→ SHORT PROBLEM:
Copy the records below word for word, leaving out the pictures.

→ ENTRIES SHOWN:

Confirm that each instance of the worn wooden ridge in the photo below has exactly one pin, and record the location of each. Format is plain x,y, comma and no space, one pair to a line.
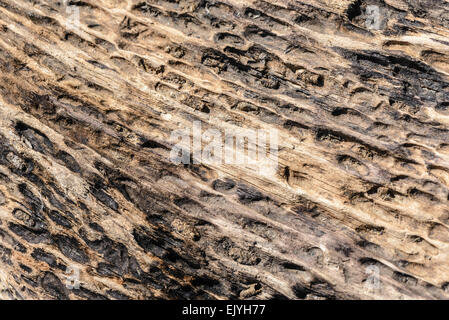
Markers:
86,182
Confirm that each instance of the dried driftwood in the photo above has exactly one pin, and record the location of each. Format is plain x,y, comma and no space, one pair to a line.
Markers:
87,108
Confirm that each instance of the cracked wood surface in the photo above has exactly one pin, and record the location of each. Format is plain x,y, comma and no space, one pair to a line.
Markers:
86,115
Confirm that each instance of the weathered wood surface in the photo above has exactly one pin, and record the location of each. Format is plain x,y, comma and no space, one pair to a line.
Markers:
86,181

→ FULL ANSWER:
Confirm that each instance of the worn wooden ridge in the photo below has exactly one pin, and record the location of each. Format is plain x,y, comma and no space, one pair to a line.
Markers:
86,182
Confirm that each instance of the dried driftwood in the photo above has exactly one pin, and record the location of each. Format is plain x,y, comma and no space, one pair to a line.
Markers:
87,108
Confirm that each instance of the cracked wood surface in the photo above has exactly one pin, and record the location of each. Format is plain x,y, comma and no space, one pair to a line.
Markers:
86,115
Confirm that each instance of the weathered wood surface in the photo above has exactly one pin, and record the location of each. Format is plain x,y, comma and no space, one pair to a line.
Markers:
86,181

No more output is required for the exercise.